Supplied text:
╔══

It is becoming more prevalent now that an organisation’s intellectual capital is becoming the primary way in which an organisation measures its value. Today’s managers have genuinely recognized knowledge as an important organisational resource that should be manage just as they manage cash flow, raw materials and other resources. Knowledge Management refers to the efforts to systematically find, organize, and make available a company’s intellectual capital and to foster a culture of continuous learning and knowledge sharing so that a company’s activities build on what is already known.
Knowledge can be distinguished by two type’s explicit knowledge which is knowledge that can be codified, written down and contained in databases and tacit knowledge which is knowledge that is unstructured and resides in people’s heads. Information technology plays an important role by enabling the storage and dissemination of data and information across the organisation, but technology is only one part of the knowledge management system.
A complete knowledge management system includes not only the technology for capturing and storing knowledge for easy access, but also new management values that support risk-taking, learning and collaboration. Rather that seeing employees as factors of production and looking for ways to use human and material resources for greater efficiency, today’s most successful managers cherish people for their ability to think, create, share knowledge and build relationships.

╚══

Required task 1:
What does the knowledge management passage say tacit knowledge is?
Required task 2:
Please copy the knowledge management passage word for word from "It is becoming" to "is already known.".

Entries:
╔══

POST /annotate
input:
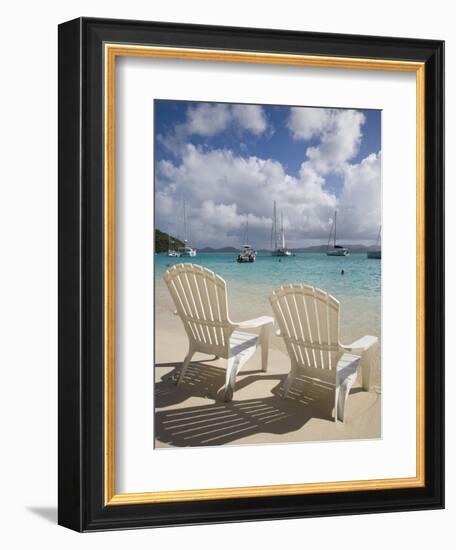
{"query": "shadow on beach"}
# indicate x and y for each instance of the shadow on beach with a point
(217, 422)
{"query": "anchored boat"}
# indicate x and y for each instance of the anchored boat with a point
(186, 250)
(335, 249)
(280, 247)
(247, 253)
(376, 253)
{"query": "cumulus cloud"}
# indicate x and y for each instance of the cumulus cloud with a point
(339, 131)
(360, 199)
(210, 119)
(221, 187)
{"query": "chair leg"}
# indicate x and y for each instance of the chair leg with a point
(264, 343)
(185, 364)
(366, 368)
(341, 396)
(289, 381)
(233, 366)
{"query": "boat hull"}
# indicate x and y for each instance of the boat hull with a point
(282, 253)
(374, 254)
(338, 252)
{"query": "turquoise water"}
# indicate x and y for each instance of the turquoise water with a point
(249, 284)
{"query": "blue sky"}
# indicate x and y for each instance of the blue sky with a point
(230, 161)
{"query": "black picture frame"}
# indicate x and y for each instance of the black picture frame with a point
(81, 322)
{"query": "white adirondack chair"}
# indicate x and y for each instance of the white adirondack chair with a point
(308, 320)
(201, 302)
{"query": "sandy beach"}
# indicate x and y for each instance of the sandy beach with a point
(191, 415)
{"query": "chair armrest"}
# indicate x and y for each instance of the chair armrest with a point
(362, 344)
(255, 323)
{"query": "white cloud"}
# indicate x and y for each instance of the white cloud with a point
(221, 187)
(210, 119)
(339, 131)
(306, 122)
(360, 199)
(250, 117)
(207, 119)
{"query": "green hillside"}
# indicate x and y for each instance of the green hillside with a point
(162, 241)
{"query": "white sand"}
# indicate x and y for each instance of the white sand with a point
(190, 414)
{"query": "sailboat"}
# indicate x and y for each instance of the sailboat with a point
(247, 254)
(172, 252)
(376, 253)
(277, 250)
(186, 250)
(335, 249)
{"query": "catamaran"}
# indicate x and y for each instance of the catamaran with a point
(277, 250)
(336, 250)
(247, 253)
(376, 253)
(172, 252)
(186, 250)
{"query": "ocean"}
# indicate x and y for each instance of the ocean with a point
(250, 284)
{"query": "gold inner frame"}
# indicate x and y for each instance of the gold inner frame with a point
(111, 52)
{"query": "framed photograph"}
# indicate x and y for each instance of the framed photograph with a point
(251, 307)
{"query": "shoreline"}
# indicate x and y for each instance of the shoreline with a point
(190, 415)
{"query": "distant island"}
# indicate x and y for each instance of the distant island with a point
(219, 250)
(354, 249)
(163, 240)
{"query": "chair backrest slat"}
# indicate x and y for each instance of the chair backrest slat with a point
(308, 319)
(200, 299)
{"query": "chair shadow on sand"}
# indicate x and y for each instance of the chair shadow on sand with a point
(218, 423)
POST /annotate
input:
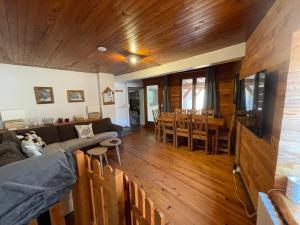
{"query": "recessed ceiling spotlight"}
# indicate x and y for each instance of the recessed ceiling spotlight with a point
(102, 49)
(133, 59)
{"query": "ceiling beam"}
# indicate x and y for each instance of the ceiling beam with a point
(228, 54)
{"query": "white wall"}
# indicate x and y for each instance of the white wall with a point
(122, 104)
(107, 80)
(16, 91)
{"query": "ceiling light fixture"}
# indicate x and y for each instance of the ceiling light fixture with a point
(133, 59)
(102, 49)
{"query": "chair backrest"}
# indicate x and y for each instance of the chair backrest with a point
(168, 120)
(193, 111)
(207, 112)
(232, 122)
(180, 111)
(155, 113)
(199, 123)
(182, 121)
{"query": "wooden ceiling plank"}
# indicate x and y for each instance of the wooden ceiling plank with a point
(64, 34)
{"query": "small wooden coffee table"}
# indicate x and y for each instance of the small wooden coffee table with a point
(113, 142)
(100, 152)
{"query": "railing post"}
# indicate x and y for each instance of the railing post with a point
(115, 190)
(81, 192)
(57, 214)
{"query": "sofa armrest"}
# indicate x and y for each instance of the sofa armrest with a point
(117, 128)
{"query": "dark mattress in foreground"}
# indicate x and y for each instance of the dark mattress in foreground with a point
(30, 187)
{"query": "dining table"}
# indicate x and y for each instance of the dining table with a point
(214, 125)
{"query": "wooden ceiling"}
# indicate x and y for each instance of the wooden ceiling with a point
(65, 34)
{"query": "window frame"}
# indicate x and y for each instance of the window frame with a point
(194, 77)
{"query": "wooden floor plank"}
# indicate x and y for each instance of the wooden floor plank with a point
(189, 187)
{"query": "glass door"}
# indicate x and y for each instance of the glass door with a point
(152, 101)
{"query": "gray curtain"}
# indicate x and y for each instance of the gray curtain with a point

╚══

Result 1:
Knowledge that is unstructured and resides in people's heads.

Result 2:
It is becoming more prevalent now that an organisation’s intellectual capital is becoming the primary way in which an organisation measures its value. Today’s managers have genuinely recognized knowledge as an important organisational resource that should be manage just as they manage cash flow, raw materials and other resources. Knowledge Management refers to the efforts to systematically find, organize, and make available a company’s intellectual capital and to foster a culture of continuous learning and knowledge sharing so that a company’s activities build on what is already known.